**EXCERPT**
- - - -

🧠 The Creativity Paradox

PLUS: Testing Creativity Reveals Humans’ Edge

Welcome back AI prodigies!

In today’s Sunday Special:

  • 🎨Is Generative AI Actually Creative?

  • 🤖GPT-4 vs. College Students

  • 🧩Creativity Thrives On Complexity

Read Time: 5 minutes

🎓Key Terms

  • Large Language Models (LLMs): a deep-learning model that understands and generates text in a human-like fashion. Deep learning involves finding patterns in data without knowing which answers are right or wrong beforehand. For example, Google Photos automatically categorizes your photos into albums.

  • Machine Learning (ML): an application of artificial intelligence (AI) that provides systems with the ability to automatically learn and improve from experience without being explicitly programmed.

  • First Principles Thinking: The practice of questioning every assumption you think you know about a given problem, then creating new solutions from scratch.

🎨IS GENERATIVE AI ACTUALLY CREATIVE?

- - - -

**RECORDED DATA**
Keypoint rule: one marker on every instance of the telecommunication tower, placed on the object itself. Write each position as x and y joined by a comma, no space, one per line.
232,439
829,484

- - - -

**ACTIVITY LIST**
a. How does the newsletter excerpt define First Principles Thinking?
b. Can you sum up the newsletter excerpt in two sentences?
c. Could you extend the newsletter excerpt by writing the section under its last heading?
The lines are material separate from the newsletter excerpt.

**ANSWERS TO THE EXERCISE**
a. It is the practice of questioning every assumption you think you know about a given problem, then creating new solutions from scratch.

b. This five-minute Sunday Special asks whether generative AI is actually creative, compares GPT-4 with college students, and argues that creativity thrives on complexity. Before its first section, it defines large language models, machine learning, and first principles thinking.

c.
Some researchers think so. Three months ago, a University of Montana professor pitted GPT-4 against college students in the Torrance Tests for Creative Thinking (TTCT), the most widely used creativity assessment. Before we share the results and their potential implications, let’s define creativity:

Creativity requires both novelty and utility. It combines existing things in a new and valuable way or produces entirely new things that serve a purpose. But there’s something abstract, perhaps even magical, about how we create novel ideas. We’ve all experienced the “Aha!” moment, but discerning where it came from and how to replicate that process is no easy feat. The act of being creative involves both convergent and divergent thinking. Convergent thinking synthesizes loose ideas into a specific framework or coherent idea. Divergent thinking requires brainstorming, exploring ideas, taking one stimulus, and radiating thoughts, events, and concepts from that thing. TTCT focuses on divergent thinking.

🤖GPT-4 VS. COLLEGE STUDENTS

The test contains 3 sections, each with a myriad of challenges. We have included a few tasks from each section (most of which were originally conceived for children) for your interest, self-assessment, or amusement. Each task has a time limit based on age, test objective, and other factors.

1. Verbal Tasks Using Verbal Stimuli

  • Impossibilities: List as many impossibilities as possible.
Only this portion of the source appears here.